• [EXTRACTED TEXT]
The company announced this week that its factory team will campaign a rally-spec BRZ called the Boxer Rally Spec.Z in the 2026 All-Japan Rally Championship, starting with the third round in Nara Prefecture on May 8-10. Veteran driver Toshihiro Arai will be behind the wheel with co-driver Yuichiyo Ando calling the notes.

Strip away the press release polish and this car is the turbocharged AWD two-door Subaru coupe the internet has demanded for over a decade. The stock BRZ’s naturally aspirated 2.4-liter boxer-four gets force-fed boost, producing 276 horsepower and 369 pound-feet of torque — “or more,” Subaru adds coyly. That torque figure is double the road car’s output, routed through a SADEV six-speed sequential gearbox to all four wheels.

Notice the name: Boxer Rally Spec.Z. No “BRZ” in sight. That R, after all, has always stood for rear-wheel drive. Subaru knows exactly what it’s doing — acknowledging the dream while keeping it firmly behind the rope line.

The real engineering story here is weight. Subaru currently campaigns a WRX S4 in the same JP4 class, which mandates a minimum curb weight of 2,866 pounds. The WRX has struggled to even hit that floor.

The BRZ, built lighter from the factory, came in well under it. That deficit becomes an advantage: Subaru can add ballast and place it strategically throughout the chassis, optimizing weight distribution and keeping the center of gravity low in ways the heavier WRX simply can’t match.

Fender flares, a gaping front intake, a massive rear spoiler, 18-inch white rally wheels, and a suspension lift transform the low-slung coupe into something that looks ready to eat gravel for breakfast. It’s the kind of car that makes you stop scrolling.

Arai has already driven the Spec.Z and isn’t hiding his enthusiasm. “Almost all of the issues we had been struggling with have been resolved,” he told Subaru Motorsports Magazine. He praised the engine response, braking, and cornering speed, crediting the BRZ’s compact dimensions and low center of gravity. “The overall balance of the car has improved by two or three levels compared to the previous machine.”

• [APPLY WHAT YOU READ]
a) In the article about the rally BRZ, what gearbox sends the engine's power to all four wheels?
b) From the article about the rally BRZ, copy word for word the passage that begins with "Notice the name: Boxer" and ends with "hit that floor.".

• [RECORDED DATA]
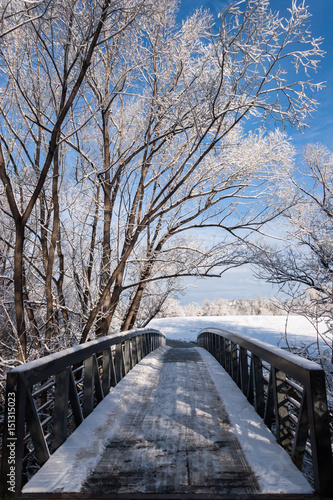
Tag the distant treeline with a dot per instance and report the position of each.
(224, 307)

* * *

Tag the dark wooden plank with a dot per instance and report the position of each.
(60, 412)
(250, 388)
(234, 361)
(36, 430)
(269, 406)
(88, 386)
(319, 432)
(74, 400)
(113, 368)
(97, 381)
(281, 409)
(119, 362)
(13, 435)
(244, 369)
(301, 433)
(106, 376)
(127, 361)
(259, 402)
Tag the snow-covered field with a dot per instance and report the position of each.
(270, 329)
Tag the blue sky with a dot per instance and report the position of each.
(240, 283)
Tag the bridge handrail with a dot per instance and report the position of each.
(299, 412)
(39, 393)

---

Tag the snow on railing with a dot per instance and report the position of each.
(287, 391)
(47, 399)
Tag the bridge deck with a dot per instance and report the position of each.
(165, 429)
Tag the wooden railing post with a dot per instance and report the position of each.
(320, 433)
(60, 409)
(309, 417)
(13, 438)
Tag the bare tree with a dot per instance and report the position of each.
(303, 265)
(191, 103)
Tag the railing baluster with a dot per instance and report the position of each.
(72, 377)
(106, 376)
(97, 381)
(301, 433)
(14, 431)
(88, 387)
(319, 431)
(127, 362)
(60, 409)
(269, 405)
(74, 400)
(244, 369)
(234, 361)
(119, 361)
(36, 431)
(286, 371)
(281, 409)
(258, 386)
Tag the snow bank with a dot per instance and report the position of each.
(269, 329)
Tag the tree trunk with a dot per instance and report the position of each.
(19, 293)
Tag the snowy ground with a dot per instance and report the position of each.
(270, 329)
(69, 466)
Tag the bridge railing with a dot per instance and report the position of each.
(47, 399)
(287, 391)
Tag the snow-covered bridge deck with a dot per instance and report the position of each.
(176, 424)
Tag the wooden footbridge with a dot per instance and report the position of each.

• [ACTIVITY ANSWERS]
a) A SADEV six-speed sequential gearbox.

b)
Notice the name: Boxer Rally Spec.Z. No “BRZ” in sight. That R, after all, has always stood for rear-wheel drive. Subaru knows exactly what it’s doing — acknowledging the dream while keeping it firmly behind the rope line.

The real engineering story here is weight. Subaru currently campaigns a WRX S4 in the same JP4 class, which mandates a minimum curb weight of 2,866 pounds. The WRX has struggled to even hit that floor.